WORK TO BE COMPLETED =
Please reproduce the data below exactly, from the first line to the last.
_ _ _
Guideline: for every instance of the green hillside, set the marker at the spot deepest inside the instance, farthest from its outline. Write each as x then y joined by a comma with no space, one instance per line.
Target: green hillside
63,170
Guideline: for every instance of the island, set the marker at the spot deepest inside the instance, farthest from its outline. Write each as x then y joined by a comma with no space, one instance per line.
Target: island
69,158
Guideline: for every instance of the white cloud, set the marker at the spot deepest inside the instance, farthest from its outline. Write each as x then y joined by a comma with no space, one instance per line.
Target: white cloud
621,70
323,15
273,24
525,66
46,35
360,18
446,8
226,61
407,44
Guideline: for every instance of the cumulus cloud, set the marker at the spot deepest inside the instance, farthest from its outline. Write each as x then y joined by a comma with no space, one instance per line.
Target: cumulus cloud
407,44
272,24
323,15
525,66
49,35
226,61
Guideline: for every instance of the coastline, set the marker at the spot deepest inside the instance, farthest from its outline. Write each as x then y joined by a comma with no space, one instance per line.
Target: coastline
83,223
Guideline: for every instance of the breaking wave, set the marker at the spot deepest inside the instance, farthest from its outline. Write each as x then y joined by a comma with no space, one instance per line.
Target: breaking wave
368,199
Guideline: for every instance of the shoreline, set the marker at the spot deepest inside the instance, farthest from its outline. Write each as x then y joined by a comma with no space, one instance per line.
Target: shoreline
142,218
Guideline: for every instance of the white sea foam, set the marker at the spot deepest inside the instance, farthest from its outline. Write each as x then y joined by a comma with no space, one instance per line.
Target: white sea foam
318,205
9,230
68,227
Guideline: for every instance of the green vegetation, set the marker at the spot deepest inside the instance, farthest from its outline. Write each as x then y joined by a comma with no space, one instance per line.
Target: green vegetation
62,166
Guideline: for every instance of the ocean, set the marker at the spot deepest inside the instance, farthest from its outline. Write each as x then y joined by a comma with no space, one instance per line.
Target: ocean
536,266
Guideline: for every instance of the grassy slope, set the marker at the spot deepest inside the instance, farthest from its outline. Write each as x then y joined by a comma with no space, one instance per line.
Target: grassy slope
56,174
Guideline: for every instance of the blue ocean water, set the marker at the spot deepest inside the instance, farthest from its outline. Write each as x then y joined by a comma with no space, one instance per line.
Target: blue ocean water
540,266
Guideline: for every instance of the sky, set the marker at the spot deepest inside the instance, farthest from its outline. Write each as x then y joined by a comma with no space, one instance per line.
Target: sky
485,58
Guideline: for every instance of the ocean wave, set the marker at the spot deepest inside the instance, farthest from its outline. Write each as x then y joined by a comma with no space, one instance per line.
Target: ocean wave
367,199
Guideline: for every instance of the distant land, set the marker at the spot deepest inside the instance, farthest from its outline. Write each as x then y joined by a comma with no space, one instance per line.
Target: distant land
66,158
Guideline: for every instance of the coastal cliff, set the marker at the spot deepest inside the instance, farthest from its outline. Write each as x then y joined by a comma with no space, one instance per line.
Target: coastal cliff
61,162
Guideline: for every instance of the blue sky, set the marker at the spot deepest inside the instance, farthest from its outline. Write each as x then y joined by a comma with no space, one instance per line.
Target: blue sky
_ _ _
RESPONSE AREA =
Guideline: for every instance of the green hillside, set the marker at the spot deepest inside the instance, farthest from its outline. Write each as x then y joined by a comma with no space, one instance per line.
Target: green hillside
63,170
Guideline: for every instance of the island, set the marker at the spot deepest inside the instance, farthest from its outline. Write each as x then y joined by a comma with no space, one instance per line.
Target: island
69,158
Guideline: for every instance of the white cloud, set the marker at the spot deepest inside the instance, farthest from its outline. Write each as x then y joined by a comma with no space, one instance per line.
Target: white cloud
621,70
323,15
273,24
525,66
46,35
360,18
446,8
226,61
407,44
Guideline: for every instance of the cumulus cloud, set the marker at the spot deepest inside the instance, farthest from its outline. Write each as x then y joined by a comma with no space, one instance per line.
Target: cumulus cloud
407,44
272,24
323,15
525,66
49,35
226,61
Guideline: for every instance of the coastline, set the marker at the spot deepest inside the instance, farthest from its outline. Write each as x then y joined by a comma with no space, one instance per line.
Target: coastline
83,223
Guideline: for every instance of the breaking wave, set the marker at the spot deepest inside the instance, farthest from its outline. Write each as x then y joined by a comma with no space, one instance per line.
Target: breaking wave
368,199
Guideline: for every instance of the shoreline, set the marker at the spot deepest inside the instance, farthest from its outline. Write each as x then y joined by a comma with no space, one instance per line.
Target: shoreline
142,218
Guideline: for every instance of the white sea foam, set the marker at the spot deepest inside the instance, farthest from its outline. Write each as x then y joined by a comma with no space, one instance per line.
Target: white sea foam
318,205
9,230
68,227
Guideline: for every instance of the green vegetation, set the marker at the spot deepest inside the instance, farthest from its outline. Write each as x then y joined by a comma with no space, one instance per line.
Target: green vegetation
62,166
Guideline: for every instance of the ocean, set the marker at the spot deepest inside the instance, farthest from its outline. Write each as x then y joined by a comma with no space, one instance per line.
Target: ocean
536,266
Guideline: for every instance of the grassy slope, set the marker at the spot deepest inside the instance, farthest from its outline. Write each as x then y joined by a comma with no space, one instance per line.
Target: grassy slope
56,174
Guideline: for every instance of the blue ocean water, set the marker at the spot deepest inside the instance, farthest from its outline. Write each as x then y joined by a comma with no space, one instance per line.
Target: blue ocean water
540,266
Guideline: for every instance of the sky, set the marker at the spot deepest inside the instance, farthest from its outline. Write each as x then y joined by a comma with no space, one instance per line.
Target: sky
485,58
Guideline: for every instance of the ocean wave, set the marker at the spot deepest inside the instance, farthest from its outline. Write each as x then y joined by a comma with no space, one instance per line.
Target: ocean wave
367,199
Guideline: for every instance of the distant land, set the marker at the spot deepest inside the instance, farthest from its outline. Write each as x then y joined by a comma with no space, one instance per line.
Target: distant land
66,158
Guideline: for every instance of the coastal cliff, set the marker at the spot deepest inside the instance, farthest from its outline. Write each as x then y joined by a comma with no space, one instance per line.
Target: coastal cliff
61,162
Guideline: for every instance of the blue sky, set the marker at the spot deepest inside the instance, farthest from its outline. Write each as x then y joined by a comma with no space, one instance per line.
Target: blue sky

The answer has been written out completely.